(Data in this exercise begins)

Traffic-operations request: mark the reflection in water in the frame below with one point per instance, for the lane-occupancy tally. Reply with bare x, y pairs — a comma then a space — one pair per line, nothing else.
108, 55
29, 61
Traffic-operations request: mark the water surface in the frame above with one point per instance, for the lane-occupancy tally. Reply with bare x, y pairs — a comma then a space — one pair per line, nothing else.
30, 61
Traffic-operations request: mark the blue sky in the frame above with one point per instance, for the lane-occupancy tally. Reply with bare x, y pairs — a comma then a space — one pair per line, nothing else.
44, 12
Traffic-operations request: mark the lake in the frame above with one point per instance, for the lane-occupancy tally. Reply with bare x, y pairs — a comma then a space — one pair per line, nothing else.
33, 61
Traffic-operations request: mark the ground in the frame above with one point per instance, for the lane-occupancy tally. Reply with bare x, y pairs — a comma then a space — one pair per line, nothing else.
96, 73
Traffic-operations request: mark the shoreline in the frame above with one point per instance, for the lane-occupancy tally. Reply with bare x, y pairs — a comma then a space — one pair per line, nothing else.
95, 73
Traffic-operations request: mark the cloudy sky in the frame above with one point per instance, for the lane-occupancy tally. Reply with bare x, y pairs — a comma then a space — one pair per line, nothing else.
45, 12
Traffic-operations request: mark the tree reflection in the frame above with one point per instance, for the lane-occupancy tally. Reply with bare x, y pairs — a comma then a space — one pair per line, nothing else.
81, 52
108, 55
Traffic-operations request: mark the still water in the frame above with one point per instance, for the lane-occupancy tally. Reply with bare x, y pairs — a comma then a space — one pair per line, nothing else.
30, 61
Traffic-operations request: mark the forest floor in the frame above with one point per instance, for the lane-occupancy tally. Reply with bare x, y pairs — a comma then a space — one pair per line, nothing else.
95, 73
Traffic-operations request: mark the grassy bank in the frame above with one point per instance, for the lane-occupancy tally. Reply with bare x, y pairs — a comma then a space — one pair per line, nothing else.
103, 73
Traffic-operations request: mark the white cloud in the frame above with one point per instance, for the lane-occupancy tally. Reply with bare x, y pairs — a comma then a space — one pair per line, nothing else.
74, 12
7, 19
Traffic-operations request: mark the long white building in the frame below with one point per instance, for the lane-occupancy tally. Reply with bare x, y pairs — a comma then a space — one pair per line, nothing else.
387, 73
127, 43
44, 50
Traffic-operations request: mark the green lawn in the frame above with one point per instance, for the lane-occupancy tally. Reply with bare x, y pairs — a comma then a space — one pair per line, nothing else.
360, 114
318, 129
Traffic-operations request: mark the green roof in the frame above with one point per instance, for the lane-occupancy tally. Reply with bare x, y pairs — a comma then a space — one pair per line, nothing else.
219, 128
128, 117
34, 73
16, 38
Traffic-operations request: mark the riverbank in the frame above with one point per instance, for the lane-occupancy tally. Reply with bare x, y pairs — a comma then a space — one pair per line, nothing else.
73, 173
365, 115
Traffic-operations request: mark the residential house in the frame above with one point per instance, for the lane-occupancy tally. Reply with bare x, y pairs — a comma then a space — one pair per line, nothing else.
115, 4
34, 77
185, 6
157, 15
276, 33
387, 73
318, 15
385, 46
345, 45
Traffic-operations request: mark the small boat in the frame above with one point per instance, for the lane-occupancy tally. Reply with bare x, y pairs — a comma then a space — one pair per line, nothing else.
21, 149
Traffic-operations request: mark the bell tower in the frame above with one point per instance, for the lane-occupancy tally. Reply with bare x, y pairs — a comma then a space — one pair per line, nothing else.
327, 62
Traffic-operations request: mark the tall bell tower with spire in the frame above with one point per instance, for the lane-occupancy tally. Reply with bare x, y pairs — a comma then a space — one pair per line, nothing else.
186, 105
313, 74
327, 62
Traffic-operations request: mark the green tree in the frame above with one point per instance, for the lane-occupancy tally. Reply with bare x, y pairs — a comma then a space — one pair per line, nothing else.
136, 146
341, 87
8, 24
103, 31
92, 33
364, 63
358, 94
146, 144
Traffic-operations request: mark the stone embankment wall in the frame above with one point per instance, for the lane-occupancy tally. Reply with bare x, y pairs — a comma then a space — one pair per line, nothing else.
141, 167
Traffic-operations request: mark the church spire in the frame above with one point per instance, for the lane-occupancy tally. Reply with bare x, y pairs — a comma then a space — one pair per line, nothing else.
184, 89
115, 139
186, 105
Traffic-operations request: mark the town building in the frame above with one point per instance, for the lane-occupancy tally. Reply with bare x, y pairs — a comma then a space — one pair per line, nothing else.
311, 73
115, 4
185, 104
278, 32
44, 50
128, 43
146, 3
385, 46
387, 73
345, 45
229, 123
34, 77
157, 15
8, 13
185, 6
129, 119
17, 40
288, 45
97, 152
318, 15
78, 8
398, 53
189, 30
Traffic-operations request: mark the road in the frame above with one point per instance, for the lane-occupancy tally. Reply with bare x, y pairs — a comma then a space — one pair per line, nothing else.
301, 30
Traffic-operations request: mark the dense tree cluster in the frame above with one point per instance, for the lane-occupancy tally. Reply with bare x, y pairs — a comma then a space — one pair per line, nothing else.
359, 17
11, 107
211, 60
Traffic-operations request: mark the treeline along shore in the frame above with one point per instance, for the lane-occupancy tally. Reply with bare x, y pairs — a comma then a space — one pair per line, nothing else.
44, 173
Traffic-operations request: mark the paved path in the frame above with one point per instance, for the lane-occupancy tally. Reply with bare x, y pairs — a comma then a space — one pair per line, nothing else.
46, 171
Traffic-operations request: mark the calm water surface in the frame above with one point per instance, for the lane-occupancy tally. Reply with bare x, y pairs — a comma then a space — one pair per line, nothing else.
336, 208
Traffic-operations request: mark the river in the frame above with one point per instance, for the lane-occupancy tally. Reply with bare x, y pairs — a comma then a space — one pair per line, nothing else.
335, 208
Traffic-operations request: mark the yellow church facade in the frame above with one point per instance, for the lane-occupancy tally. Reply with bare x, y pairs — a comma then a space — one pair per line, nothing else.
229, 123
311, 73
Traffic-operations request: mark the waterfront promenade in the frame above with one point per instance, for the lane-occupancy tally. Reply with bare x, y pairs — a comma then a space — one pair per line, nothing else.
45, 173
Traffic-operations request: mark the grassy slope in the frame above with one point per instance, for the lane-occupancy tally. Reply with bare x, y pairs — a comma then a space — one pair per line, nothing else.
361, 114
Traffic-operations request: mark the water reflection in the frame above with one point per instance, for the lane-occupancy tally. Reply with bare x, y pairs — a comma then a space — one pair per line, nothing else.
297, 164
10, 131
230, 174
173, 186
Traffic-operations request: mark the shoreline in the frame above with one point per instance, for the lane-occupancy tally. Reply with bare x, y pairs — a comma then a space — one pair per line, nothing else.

(Data in this exercise ends)
(Data in this exercise begins)

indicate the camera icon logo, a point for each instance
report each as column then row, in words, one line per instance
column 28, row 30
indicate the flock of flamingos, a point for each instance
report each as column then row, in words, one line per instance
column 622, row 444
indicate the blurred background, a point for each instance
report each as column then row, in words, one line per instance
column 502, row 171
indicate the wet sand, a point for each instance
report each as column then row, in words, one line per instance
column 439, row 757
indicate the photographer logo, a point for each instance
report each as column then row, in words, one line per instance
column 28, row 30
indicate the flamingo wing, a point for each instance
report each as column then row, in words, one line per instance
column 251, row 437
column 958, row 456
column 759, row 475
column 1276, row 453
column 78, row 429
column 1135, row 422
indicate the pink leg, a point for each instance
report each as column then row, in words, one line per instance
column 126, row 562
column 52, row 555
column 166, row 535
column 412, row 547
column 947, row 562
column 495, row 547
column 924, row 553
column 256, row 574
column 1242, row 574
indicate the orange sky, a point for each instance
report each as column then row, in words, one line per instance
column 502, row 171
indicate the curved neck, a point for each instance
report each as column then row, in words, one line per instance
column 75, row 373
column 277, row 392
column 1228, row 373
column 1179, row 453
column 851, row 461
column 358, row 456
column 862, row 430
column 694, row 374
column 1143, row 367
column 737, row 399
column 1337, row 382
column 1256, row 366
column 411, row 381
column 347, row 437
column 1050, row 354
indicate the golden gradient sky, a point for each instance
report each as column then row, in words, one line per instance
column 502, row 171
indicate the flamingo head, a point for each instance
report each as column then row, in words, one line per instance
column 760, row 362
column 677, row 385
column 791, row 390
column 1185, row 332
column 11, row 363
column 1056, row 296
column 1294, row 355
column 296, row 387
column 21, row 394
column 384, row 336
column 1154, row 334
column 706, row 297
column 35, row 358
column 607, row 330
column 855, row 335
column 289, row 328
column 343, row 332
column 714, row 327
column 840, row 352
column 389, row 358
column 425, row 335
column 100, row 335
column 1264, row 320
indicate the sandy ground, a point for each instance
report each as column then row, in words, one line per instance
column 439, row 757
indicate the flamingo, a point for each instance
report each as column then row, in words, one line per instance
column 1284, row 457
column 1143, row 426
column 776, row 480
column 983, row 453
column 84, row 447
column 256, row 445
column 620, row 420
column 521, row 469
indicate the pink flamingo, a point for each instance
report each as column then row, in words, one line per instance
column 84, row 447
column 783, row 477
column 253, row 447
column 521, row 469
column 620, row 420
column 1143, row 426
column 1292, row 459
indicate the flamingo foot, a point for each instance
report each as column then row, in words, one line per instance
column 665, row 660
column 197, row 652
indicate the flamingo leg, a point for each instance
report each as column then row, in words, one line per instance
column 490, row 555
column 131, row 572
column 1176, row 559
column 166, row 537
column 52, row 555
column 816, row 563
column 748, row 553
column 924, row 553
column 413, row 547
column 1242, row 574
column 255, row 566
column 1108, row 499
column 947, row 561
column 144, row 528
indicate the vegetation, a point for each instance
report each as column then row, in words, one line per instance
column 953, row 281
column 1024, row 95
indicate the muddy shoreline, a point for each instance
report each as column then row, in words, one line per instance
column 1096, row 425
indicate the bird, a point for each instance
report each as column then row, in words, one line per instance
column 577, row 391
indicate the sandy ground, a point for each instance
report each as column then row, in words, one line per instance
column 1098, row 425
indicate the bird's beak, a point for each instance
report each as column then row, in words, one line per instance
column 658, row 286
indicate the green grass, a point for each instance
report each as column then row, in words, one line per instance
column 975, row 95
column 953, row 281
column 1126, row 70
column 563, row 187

(Data in this exercise ends)

## Problem to solve
There is a line with "indicate the flock" and a line with "indicate the blurred" above. Copy exactly those two lines and all lines between them, with nothing else.

## Answer area
indicate the flock of flamingos, a point for each instance
report each as column then row, in words, one line per instance
column 622, row 444
indicate the blurred background, a point for each instance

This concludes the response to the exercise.